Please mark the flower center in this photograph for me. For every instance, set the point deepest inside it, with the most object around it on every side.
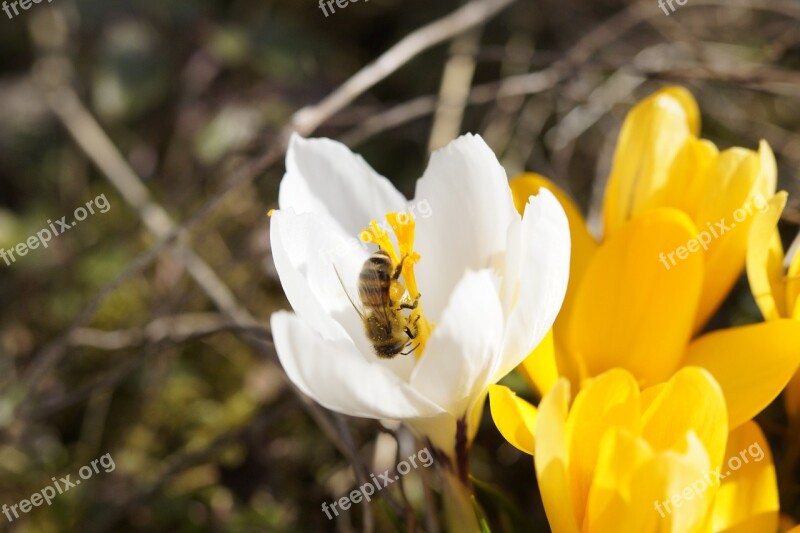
(403, 291)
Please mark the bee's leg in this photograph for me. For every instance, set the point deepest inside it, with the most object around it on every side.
(408, 330)
(399, 268)
(410, 351)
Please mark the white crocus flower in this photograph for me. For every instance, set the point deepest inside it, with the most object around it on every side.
(489, 282)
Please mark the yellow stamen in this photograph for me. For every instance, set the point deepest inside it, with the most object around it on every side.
(403, 227)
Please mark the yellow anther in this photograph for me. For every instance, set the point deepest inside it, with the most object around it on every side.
(403, 227)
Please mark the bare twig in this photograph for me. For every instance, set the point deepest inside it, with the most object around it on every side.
(465, 18)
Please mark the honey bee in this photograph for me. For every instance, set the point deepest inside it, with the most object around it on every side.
(387, 328)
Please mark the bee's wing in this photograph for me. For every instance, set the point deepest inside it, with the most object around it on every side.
(379, 312)
(344, 288)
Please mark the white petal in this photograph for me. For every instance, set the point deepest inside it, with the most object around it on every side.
(542, 251)
(339, 378)
(457, 362)
(324, 176)
(307, 254)
(470, 210)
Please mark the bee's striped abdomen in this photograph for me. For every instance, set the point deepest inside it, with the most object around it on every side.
(374, 280)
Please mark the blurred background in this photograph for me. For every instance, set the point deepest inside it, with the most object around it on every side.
(143, 331)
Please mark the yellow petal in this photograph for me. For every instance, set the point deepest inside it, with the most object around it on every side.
(792, 396)
(514, 417)
(793, 287)
(739, 188)
(689, 175)
(690, 401)
(634, 308)
(652, 135)
(610, 400)
(551, 459)
(751, 363)
(610, 503)
(747, 500)
(539, 369)
(765, 260)
(650, 497)
(583, 248)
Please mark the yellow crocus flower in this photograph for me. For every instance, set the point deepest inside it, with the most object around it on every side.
(660, 459)
(776, 289)
(677, 214)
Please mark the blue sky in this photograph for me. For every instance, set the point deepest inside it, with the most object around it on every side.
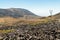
(39, 7)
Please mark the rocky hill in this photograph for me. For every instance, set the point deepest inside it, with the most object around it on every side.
(15, 12)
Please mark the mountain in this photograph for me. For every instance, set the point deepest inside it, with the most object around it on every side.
(15, 12)
(57, 16)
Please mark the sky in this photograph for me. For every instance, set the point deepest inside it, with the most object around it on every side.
(38, 7)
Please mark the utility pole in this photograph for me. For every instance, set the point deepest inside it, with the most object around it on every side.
(51, 11)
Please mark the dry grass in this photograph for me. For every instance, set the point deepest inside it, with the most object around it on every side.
(10, 21)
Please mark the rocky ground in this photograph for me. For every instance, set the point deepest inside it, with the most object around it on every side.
(45, 31)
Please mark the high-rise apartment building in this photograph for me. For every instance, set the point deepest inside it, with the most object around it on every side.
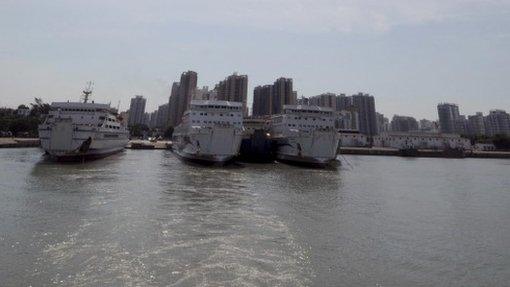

________________________________________

Output every line above verbatim and omit the pictures.

# Full answer:
Please mark the flower center in this photograph for me. For every instance, set the point deepest inside it, with the most object around it on every side.
(403, 291)
Please mark the bee's leg in this photograph for me. For every instance, set the point deepest inside it, with the most object around it on every side.
(408, 330)
(399, 268)
(410, 351)
Please mark the white crocus flower in this photograph for me. For every instance, set the point deepest inside it, with the most object around it on every side.
(489, 282)
Please mark the yellow stamen in this photograph for me. For every instance, set the point deepest inside it, with the most object around it on every side.
(403, 227)
Please mark the yellow anther in this photograph for me. For every instance, set the point deepest inside it, with the most object around it on every side.
(403, 227)
Please mark the bare twig in this photograph for me. For every instance, set the point deepest inside it, with the most object around it on every side.
(465, 18)
Please mark the honey bee in this photograph for me. For every instance, set the point deepest inside it, with the most object around it on every side.
(387, 328)
Please mark the bee's wing in this photograph for me. For every instance, set the point deepest inside it, with the most object around it on every side.
(379, 312)
(344, 288)
Please mark the white petal in this photograph for me. For every instance, set the point deepest inside it, with the most object around it on every side.
(542, 251)
(339, 378)
(457, 362)
(324, 176)
(307, 254)
(470, 210)
Please mark the bee's striped abdomen in this photograph for me. For every instance, set the point deepest inside it, with the most object around it on every side.
(374, 280)
Please mark the blurred background in this photograph for me. For every instance, set the point deepest inside it, with the most object around it on every side.
(143, 331)
Please mark the yellow petal in this photograph for me. For every instance, set the point deepest inside it, with the most object around it on every side.
(792, 396)
(514, 417)
(793, 287)
(739, 188)
(689, 175)
(690, 401)
(634, 308)
(652, 135)
(610, 400)
(551, 459)
(751, 363)
(610, 503)
(747, 500)
(539, 369)
(765, 260)
(650, 497)
(583, 248)
Please mark the yellow crocus flower in this photograph for me. For every instance, set the point deepest inside it, with the most object around it on every side.
(660, 459)
(776, 289)
(677, 214)
Please mark the blue sky in this photograph for me. For every instance, set the point deepest inside it, with the most object around it on every side.
(39, 7)
Please mark the rocky hill in this photograph for me. For every instance, set the point deepest inside it, with the most object around it on every side.
(15, 12)
Please mark the mountain in this photograph for me. For every instance, set the point deepest inside it, with the most object around it on every side.
(15, 12)
(57, 16)
Please mark the sky in this photograph for me. For every instance, set the point deepest inside it, with the most object around it on every side.
(38, 7)
Please mark the utility pole in this photograph for me. For every instance, set the point deepest inside it, with the most object around it on every side.
(51, 11)
Please mark the dry grass in this photograph for me. For every instance, set the point deepest inside it, with the most object around it on every side.
(10, 21)
Please mark the rocky ground in this photograph for me. For every instance, set the point deepest inside it, with the most object around it on every side.
(45, 31)
Please mark the high-rise apartment building in this photograph for me. For every instance, set the point deepest inside it, with the most object around it on every side.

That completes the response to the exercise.